### Supplied passage
Thursday, May 7, 2009

63) Living with AIDS

It was my worst nightmare coming true. My boyfriend was diagnosed HIV positive and I feared the worst for my own.

I vividly recall a night in August a year ago. It was 6:00 P.M., very cold and getting dark. I was waiting for a bus to go home, standing behind a tree for protection from the wind. I had recently lost a friend to AIDS. From whatever measure of intuition God had given me, I knew suddenly and quite certainly that I also had AIDS.

I stood behind the tree and cried. I was afraid. I was alone and I imagined having lost everything that was ever dear to me. In that place, it was very easy to visualize losing my home, my family, my friends, and my job. The possibility of dying under that tree, in the cold, utterly cut off from any human love seemed very real. I prayed through my tears. Over and over, I prayed: "Let this pass". Several months later, in December, the doctor told me what I had discovered for myself.

Now, it is nearly a year. I am still here, still working, still living, still learning how to love. There are some inconveniences. This morning, just out of curiosity, I counted the number of pills I have to take during the course of a week. It came out to 106 assorted tablets and capsules. I go to the doctor once a month and find myself reassuring him that I feel quite well. He mutters to himself and rereads the latest laboratory results which show my immune system declining to zero.

### Exercise aim
Please answer these questions about the post on living with AIDS, one answer a line, numbered to match:
1. At what time was the writer waiting for the bus that night in August?
2. In which month did the doctor confirm the diagnosis?
3. How many tablets and capsules did the writer count for one week?
This material comes from a separate, unrelated source.

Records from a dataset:

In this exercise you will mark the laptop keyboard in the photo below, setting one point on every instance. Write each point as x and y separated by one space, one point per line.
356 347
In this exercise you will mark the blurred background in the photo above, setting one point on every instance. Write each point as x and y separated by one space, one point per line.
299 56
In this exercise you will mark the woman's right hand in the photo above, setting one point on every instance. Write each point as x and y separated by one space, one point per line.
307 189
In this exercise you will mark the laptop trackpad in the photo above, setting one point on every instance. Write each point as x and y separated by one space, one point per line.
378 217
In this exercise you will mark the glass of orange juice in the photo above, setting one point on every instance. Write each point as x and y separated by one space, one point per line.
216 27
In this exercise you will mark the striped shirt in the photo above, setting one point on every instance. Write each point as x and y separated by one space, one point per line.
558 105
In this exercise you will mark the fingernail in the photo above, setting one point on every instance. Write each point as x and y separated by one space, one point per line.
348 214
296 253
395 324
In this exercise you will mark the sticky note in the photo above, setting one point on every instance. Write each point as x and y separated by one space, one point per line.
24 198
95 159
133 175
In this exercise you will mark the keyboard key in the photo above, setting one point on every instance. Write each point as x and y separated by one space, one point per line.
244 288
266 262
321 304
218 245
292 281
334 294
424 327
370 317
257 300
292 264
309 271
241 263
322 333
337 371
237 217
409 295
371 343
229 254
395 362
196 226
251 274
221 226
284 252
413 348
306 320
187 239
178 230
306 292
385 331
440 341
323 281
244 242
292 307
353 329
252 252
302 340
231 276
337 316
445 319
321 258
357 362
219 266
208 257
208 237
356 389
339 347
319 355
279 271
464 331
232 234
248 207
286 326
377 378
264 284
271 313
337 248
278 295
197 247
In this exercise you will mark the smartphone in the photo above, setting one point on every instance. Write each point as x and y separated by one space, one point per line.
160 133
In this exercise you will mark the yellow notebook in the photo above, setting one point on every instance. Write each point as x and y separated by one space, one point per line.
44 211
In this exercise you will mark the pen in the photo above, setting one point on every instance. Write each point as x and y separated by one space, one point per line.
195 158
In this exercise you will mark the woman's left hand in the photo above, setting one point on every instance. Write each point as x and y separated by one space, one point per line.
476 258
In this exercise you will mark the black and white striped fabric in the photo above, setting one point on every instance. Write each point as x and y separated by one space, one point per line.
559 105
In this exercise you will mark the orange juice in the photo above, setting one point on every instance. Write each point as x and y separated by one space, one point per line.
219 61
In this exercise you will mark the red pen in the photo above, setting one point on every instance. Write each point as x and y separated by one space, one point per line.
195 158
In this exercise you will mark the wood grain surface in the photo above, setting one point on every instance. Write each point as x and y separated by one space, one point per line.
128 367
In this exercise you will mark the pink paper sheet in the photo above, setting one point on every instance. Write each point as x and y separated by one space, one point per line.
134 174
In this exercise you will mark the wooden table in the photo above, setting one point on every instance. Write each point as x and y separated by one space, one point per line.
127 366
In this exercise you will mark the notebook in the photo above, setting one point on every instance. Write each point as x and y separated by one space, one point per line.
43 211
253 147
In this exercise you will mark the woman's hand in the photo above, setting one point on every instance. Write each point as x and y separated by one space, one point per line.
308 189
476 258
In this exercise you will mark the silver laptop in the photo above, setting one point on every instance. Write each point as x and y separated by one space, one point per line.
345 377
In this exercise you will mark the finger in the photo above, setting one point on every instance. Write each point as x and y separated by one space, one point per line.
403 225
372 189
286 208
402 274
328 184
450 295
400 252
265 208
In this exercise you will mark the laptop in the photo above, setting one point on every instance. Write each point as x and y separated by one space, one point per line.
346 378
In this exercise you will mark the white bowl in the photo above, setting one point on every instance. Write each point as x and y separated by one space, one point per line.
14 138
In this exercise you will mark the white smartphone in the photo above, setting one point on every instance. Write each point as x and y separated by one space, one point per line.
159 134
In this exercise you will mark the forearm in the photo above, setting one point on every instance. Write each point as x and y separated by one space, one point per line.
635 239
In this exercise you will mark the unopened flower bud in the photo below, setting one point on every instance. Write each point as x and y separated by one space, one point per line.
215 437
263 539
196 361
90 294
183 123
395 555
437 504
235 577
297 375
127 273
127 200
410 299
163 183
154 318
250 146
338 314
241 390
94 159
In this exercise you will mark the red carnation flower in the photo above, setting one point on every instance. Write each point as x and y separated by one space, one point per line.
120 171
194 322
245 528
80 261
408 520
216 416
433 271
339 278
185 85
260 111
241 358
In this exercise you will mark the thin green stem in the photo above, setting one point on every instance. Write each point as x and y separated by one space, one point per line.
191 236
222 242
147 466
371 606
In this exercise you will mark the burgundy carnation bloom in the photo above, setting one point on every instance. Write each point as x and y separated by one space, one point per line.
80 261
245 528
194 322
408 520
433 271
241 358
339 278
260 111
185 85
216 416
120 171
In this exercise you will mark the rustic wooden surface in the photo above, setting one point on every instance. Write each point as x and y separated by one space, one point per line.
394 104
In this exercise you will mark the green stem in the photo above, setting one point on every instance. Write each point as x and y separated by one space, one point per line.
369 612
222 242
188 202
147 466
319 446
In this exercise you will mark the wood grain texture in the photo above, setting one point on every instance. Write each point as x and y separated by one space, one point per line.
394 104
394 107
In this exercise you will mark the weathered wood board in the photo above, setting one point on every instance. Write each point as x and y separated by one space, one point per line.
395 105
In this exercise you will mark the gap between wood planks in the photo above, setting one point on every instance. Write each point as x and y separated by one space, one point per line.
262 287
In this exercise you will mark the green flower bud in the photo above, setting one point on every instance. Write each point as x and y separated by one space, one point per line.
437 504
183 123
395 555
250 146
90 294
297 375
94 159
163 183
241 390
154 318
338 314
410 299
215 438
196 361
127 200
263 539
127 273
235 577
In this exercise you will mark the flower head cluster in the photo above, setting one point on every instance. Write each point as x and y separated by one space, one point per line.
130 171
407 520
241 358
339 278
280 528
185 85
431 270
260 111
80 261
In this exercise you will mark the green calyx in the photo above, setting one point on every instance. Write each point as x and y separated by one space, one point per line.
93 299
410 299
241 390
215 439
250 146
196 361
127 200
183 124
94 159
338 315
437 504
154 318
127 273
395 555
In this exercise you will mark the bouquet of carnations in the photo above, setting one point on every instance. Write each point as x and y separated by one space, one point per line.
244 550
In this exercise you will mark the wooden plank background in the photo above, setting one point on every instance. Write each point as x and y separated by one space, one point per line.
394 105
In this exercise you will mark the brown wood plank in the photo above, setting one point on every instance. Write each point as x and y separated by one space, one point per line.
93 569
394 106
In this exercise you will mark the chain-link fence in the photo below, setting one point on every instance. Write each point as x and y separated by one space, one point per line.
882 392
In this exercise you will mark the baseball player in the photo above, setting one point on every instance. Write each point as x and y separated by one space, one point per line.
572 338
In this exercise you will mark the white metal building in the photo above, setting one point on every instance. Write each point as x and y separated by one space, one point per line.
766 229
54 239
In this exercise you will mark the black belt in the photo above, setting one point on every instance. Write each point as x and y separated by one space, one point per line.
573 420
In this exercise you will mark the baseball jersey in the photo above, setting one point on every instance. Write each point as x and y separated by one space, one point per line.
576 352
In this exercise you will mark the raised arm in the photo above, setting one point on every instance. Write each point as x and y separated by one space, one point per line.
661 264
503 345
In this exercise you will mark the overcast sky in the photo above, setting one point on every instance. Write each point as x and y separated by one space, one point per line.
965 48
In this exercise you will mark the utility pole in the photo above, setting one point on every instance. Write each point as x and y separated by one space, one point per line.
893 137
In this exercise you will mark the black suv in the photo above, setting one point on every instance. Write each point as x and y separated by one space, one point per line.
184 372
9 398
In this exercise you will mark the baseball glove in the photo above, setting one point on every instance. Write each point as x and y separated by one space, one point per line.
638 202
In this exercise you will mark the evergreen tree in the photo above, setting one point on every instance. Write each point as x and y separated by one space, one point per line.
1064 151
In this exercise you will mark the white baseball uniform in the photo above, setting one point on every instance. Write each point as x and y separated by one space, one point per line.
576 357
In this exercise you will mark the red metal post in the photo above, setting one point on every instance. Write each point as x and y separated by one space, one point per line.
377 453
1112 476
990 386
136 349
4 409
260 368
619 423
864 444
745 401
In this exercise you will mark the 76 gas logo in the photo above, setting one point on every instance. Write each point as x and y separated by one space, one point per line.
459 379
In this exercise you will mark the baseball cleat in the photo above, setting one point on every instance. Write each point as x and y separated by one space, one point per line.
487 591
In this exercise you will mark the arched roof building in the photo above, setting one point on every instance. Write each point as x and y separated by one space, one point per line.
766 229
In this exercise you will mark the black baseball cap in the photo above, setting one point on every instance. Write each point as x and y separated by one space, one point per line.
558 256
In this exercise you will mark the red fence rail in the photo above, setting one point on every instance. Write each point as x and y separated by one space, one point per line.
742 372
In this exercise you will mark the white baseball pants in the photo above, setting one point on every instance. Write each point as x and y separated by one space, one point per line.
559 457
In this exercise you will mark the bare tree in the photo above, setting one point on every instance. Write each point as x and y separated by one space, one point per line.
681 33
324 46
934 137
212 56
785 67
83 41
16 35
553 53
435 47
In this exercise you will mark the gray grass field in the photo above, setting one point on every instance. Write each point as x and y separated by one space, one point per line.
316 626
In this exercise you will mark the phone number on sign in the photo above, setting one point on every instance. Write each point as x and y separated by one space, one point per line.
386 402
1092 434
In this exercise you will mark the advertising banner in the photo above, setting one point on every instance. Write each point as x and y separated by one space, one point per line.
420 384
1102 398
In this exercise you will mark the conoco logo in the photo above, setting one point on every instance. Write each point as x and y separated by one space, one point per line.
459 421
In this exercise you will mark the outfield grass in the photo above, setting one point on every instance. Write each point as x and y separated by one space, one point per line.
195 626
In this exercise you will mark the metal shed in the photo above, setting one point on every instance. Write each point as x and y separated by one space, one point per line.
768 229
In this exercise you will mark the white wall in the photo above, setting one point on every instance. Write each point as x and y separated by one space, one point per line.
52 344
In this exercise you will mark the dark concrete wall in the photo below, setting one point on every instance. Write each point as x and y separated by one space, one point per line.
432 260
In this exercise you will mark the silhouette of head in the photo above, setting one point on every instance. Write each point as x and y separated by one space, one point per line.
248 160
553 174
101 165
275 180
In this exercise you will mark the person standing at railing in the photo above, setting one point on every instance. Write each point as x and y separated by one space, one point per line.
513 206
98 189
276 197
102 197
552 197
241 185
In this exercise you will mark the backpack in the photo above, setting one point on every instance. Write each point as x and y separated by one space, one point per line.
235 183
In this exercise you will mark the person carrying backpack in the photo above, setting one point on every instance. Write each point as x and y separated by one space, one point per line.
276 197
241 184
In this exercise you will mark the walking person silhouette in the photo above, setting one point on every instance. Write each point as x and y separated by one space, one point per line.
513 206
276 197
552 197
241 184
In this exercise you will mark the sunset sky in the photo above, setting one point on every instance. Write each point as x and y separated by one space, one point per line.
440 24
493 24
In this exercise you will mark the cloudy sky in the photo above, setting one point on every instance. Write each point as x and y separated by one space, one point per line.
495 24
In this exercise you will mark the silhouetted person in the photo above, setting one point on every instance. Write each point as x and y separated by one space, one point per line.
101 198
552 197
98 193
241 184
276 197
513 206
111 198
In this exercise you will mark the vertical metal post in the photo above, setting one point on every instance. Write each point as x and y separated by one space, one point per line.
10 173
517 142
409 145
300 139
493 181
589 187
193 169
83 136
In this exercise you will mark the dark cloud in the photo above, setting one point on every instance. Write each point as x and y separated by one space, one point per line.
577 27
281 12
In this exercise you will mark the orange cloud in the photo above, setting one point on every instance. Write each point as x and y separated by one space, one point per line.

### Problem solution
1. 6:00 P.M.
2. December
3. 106